Many universities provide students with opportunities to study also in summer. Traditionally, summer schools have been implemented as in-person teaching, but a new study shows that online summer schools, too, can be effective. They can bring added flexibility to participation when participants are in different time zones. In addition, international summer schools provide students with opportunities for joint reflection of various global themes.
“However, online summer schools should be well-planned in order to ensure that interaction not only between teachers and students, but also between students, is as close to face-to-face interaction as possible,” Project Researcher Lotta Aavikko says.
The study explored an online Sino-Nordic summer school on ageing aimed at doctoral students, and it was carried out in collaboration between Chinese and Nordic universities. Originally planned to be implemented as in-person teaching, the COVID-19 pandemic required a swift decision to shift to remote teaching.

========================

» **Things to do**:
A - Rewrite the passage on online summer schools starting at "Many universities provide" and ending at "various global themes.", replacing "flexibility" with "freedom".
B - According to the passage on online summer schools, what topic did the Sino-Nordic summer school cover, and which students was it aimed at?
C - Continue the passage on online summer schools from its final sentence.

» **Record set**:
========================

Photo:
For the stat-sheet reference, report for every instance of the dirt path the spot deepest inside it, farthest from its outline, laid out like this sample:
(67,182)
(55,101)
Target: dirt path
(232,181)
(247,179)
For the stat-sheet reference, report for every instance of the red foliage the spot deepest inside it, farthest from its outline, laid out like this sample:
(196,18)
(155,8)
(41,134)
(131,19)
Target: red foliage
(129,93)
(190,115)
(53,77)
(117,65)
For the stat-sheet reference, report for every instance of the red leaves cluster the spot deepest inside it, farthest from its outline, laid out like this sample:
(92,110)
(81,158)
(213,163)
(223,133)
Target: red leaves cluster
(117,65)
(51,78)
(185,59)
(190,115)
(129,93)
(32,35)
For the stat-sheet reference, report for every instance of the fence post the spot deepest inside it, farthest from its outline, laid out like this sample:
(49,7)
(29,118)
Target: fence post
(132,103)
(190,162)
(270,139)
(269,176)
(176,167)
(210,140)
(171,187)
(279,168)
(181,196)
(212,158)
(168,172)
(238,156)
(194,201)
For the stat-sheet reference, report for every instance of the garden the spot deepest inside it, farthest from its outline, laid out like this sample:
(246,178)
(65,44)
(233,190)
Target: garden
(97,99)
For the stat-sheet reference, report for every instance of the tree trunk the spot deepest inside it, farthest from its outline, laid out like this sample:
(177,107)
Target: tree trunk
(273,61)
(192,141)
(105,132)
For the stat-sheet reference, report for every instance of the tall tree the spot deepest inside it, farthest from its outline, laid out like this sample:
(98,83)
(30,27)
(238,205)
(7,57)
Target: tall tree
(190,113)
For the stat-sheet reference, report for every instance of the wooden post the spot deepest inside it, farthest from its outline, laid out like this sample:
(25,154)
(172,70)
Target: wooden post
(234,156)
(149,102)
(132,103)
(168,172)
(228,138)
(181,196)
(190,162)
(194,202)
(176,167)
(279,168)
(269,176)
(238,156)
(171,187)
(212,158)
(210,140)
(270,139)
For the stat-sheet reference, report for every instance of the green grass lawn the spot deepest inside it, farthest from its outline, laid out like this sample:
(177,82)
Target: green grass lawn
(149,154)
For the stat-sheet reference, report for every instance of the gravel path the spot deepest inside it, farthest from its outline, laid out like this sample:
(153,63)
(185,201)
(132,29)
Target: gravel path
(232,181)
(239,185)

========================

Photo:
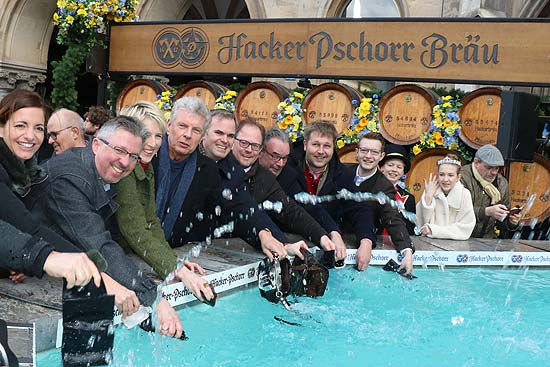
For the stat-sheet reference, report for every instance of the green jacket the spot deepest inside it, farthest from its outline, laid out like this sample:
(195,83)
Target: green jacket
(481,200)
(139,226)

========================

» **Task answers**:
A -
Many universities provide students with opportunities to study also in summer. Traditionally, summer schools have been implemented as in-person teaching, but a new study shows that online summer schools, too, can be effective. They can bring added freedom to participation when participants are in different time zones. In addition, international summer schools provide students with opportunities for joint reflection of various global themes.

B - It covered ageing and was aimed at doctoral students.

C -
“Teachers were a bit sceptical about how remote teaching would work, especially as the decision had to be made so quickly. Contrary to teacher’s fears, however, students were active and engaged, although there certainly was room for improvement in terms of how things were arranged,” Professor Eija Kärnä says.
The rapid shift to remote teaching posed challenges to achieving learning outcomes, time management and student counselling. Limited social interaction and scheduling online meetings with teachers and students in different time zones were also found challenging. These are issues that should be taken into account in the planning and implementation of similar online summer schools in the future.
“Most students considered remote teaching rather to be complementary to in-person participation,” Kärnä says.